[Start Available records]

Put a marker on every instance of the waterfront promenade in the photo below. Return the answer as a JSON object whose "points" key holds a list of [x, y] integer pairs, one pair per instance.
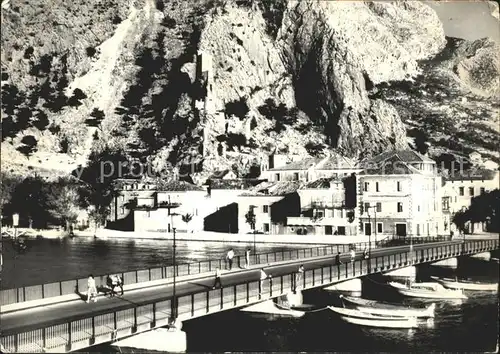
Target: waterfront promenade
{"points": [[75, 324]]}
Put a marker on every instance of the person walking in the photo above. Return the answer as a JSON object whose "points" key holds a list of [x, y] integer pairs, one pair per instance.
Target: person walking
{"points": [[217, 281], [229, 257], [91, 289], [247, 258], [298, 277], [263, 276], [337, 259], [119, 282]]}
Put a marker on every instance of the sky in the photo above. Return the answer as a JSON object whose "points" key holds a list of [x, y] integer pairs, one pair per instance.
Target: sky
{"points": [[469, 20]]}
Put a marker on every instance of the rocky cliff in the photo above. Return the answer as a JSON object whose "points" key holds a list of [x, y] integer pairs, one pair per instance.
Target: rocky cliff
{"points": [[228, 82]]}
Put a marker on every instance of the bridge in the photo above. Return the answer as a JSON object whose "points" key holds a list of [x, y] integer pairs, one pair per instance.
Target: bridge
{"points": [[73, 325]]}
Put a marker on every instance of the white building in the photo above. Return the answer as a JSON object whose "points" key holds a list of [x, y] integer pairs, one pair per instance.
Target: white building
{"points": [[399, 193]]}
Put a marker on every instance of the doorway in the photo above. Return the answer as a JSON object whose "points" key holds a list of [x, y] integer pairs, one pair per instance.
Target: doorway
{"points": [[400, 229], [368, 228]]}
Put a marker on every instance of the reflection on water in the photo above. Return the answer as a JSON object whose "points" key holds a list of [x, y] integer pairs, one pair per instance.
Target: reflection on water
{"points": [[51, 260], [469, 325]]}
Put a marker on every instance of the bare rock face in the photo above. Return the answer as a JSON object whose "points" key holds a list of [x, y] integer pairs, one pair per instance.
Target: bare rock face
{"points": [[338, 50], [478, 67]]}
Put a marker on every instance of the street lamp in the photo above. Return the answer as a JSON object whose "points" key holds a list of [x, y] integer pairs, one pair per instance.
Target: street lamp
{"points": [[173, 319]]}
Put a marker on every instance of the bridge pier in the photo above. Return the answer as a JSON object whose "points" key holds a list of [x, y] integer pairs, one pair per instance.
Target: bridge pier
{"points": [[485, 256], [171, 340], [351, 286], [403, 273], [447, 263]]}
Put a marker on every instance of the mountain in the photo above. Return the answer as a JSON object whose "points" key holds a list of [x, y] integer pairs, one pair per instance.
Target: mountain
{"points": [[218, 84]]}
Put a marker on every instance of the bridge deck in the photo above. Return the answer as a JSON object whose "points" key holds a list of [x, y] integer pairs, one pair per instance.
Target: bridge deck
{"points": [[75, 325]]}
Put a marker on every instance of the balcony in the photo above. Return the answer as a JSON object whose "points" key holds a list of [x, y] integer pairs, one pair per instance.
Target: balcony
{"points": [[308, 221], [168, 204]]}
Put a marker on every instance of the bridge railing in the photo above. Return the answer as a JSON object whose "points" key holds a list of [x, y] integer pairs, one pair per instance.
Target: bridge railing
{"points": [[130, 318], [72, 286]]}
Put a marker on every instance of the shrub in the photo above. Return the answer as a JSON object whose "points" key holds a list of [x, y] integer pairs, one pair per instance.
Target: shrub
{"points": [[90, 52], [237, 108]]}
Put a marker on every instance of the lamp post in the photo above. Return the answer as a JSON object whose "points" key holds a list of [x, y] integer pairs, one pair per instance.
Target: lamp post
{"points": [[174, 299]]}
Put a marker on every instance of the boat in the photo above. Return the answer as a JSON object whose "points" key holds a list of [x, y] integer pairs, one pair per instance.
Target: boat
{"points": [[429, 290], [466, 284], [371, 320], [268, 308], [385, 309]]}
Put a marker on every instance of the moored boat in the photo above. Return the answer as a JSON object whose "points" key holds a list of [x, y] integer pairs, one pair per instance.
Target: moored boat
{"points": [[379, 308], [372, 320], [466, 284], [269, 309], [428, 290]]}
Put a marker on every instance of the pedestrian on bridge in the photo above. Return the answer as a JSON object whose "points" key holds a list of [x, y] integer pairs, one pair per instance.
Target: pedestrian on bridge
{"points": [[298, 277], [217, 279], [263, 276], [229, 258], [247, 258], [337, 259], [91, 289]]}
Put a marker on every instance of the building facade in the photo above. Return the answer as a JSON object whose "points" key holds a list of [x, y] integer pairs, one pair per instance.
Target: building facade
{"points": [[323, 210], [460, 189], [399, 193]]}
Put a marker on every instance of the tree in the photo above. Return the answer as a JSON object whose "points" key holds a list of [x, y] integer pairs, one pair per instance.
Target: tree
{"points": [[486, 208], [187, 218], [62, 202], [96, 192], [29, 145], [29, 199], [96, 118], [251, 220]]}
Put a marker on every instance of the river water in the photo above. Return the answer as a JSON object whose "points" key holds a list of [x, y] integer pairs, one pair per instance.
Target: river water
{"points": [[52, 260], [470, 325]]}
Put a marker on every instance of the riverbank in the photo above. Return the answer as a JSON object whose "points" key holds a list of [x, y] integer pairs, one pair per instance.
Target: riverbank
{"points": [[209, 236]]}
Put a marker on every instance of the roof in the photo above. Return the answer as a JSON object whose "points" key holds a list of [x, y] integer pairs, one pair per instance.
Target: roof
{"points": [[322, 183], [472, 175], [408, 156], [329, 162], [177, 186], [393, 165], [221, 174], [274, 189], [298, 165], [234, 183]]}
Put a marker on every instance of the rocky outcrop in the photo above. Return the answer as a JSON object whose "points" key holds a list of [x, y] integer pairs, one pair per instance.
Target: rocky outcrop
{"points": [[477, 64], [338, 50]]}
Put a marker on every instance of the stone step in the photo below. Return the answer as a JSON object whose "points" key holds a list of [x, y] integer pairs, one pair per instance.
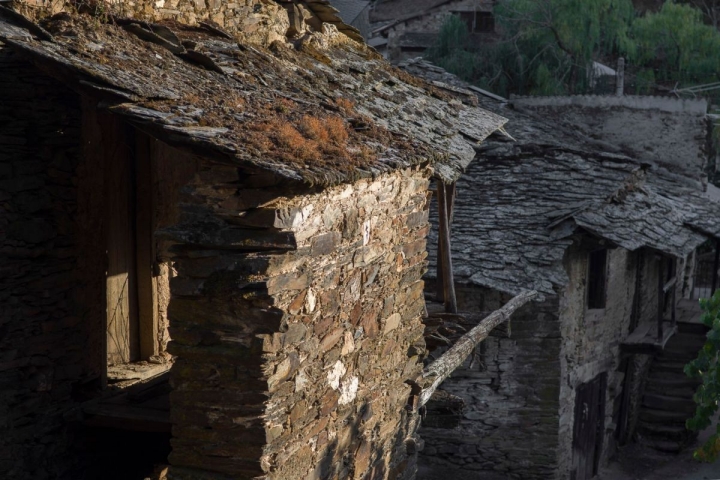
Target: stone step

[End Available records]

**What to do:** Copy all the entries word for word. Omit any pictures.

**Answer to this exercise:**
Put a marker on every instance of the waterfront promenade in the photo below. Return the answer as a JSON object whose "points" key holds a list of [x, y] integer pairs, one pair per instance.
Target: waterfront promenade
{"points": [[75, 324]]}
Put a marker on every instance of the person walking in the photo above. Return the answer as a JSON object whose "points" key holds a list of [x, y] integer pairs, one pair per instance.
Target: person walking
{"points": [[217, 281], [229, 257], [91, 289], [247, 258], [298, 277], [263, 276], [337, 259], [119, 282]]}
Put a marker on every instance of the sky in the photo above. Return the answer as a JSON object whose "points" key holds a list of [x, y] integer pairs, one pair per instance.
Target: sky
{"points": [[469, 20]]}
Put a marker on every instance of the rocky cliff in the photo above. Return the answer as a JSON object whose "points" key holds a list of [x, y] integer pairs, one pair per instance.
Target: rocky cliff
{"points": [[228, 82]]}
Put a marker on every instance of the bridge in the photo above. Return the answer as a JSON object whose "points" key holds a list of [x, y] integer pairs, one pair per instance.
Target: bridge
{"points": [[73, 325]]}
Put a marker on every instance of the white building in the photo above. Return the answer as a JSON object whose "points" key holds a list of [x, y] integer pairs, one pair per instance.
Target: white building
{"points": [[399, 193]]}
Put a marker on every instance of the doorway in the photo above. Return the answer as a JSON object whose "points" key holds a list of [x, y] integer pairs, one pair per instance.
Target: doorway
{"points": [[400, 229], [368, 228]]}
Put a marker on every instance of the reflection on water in the photo above. Return the answer as a JSON object whose "points" key holds a list of [x, y] integer pairs, one pair per instance.
Target: reflection on water
{"points": [[51, 260], [469, 325]]}
Put a marker on every instance of the bare rock face in the photo above. Return the answer as a JSON object whose "points" key holds a list of [x, y] integer pairs, one pair per instance.
Target: bare rock face
{"points": [[338, 50], [478, 67]]}
Put a marker on every instance of the street lamp in the photo above. Return the answer as a JSON object whose "points" key holds a list of [x, y] integer pairs, one pair per instance.
Target: street lamp
{"points": [[173, 319]]}
Put a marker on every instance of the bridge pier in the photo above. Return the answer as a JSON object whose "points" key holds a list of [x, y] integer pairs, one pair per instance.
Target: bridge pier
{"points": [[485, 256], [171, 340], [351, 286], [403, 273], [447, 263]]}
Put a marker on every instance of the mountain in the photo above. Return the answer as a JSON object whose "points" key holds a list of [x, y] integer pairs, one pair per instance.
Target: mountain
{"points": [[218, 84]]}
Put a marker on every instance of the bridge deck in the photo above. Return the answer as a JSON object whose "points" key holds a list of [x, y] integer pairs, one pair per instance.
Target: bridge deck
{"points": [[75, 325]]}
Put a marker on every instance of the balcony in the photo above. Return the answer as a JSON object whose "points" key holds a list of [x, y] integer pairs, one pair per instance.
Target: balcony
{"points": [[308, 221], [168, 204]]}
Put a marker on every instance of the bridge railing in the photo above. Return the answer as a JSON object whose "points" key holds a list of [x, y] integer pairs, one pair per instance.
Target: bridge railing
{"points": [[130, 318], [72, 286]]}
Put a marker on every instance of the shrub in the photo above. Return the answer as a JSON object whose "points" key holds a list of [x, y] integer pairs, one pair per instance.
Target: shrub
{"points": [[90, 52], [237, 108]]}
Put a marker on every instance of the lamp post in the photo above. Return the answer as a JSON object whose "points" key holds a list of [x, y] integer pairs, one pair per instance.
Target: lamp post
{"points": [[174, 299]]}
Put a marker on every instance of the boat in the photo above. Return the answer as a JSON object whose "points" key holds a list of [x, y] integer pairs, one pair per instance.
Target: boat
{"points": [[429, 290], [466, 284], [371, 320], [268, 308], [385, 309]]}
Put a marker on every instance of the moored boat in the photo above. Return the answer as a JSON object whose "points" key holds a list of [x, y] integer pairs, one pair per instance.
Target: moored boat
{"points": [[379, 308], [372, 320], [466, 284], [269, 309], [428, 290]]}
Put a marker on every instance of the pedestrian on bridge in the photo above. Return the answer as a JSON object whose "points" key holds a list of [x, y] integer pairs, one pair per instance.
Target: pedestrian on bridge
{"points": [[298, 277], [217, 279], [263, 276], [229, 258], [247, 258], [337, 259], [91, 289]]}
Put a marker on every instance of the building facade in the photo above. Return the answer as a JSON object whose "points" key holds a list of [x, y] integer pairs, one pair per instance.
Target: building facade
{"points": [[323, 210], [460, 189], [399, 193]]}
Put a marker on every instance of the tree in the photo above. Return the answer as a JSON object whose "points" key holds a list of [x, y] integer pairs, one pair per instance.
Target: tree
{"points": [[486, 208], [187, 218], [62, 202], [96, 192], [29, 145], [29, 199], [96, 118], [251, 220]]}
Put a marker on every instance of the river water in the photo above. Return the answer as a JSON object whose "points" key holds a list of [x, y] integer pairs, one pair per instance.
Target: river water
{"points": [[52, 260], [470, 325]]}
Put a marker on every instance of the riverbank in the photo above. Return the answer as a JSON object whose "points" key holds a list of [x, y] integer pairs, one pair per instance.
Target: riverbank
{"points": [[209, 236]]}
Put a marker on every instance of the roof in the photo above. Return the answer as a JSON object whose "points" key holds a list of [x, y] integer pairs, one pair per instance.
Target: roof
{"points": [[322, 183], [472, 175], [408, 156], [329, 162], [177, 186], [393, 165], [221, 174], [274, 189], [298, 165], [234, 183]]}
Put a marker on every instance of the rocky outcrop in the photo above. Return the answer as a JSON object whose "points" key holds a list of [x, y] integer pairs, one pair per instance.
Target: rocky outcrop
{"points": [[477, 64], [338, 50]]}
Put a marker on every instance of the stone step in the photo below. Return the answer as a JSON object whose "points" key holds a list of [x, y] integer pairs, one pair per instance.
Target: stone step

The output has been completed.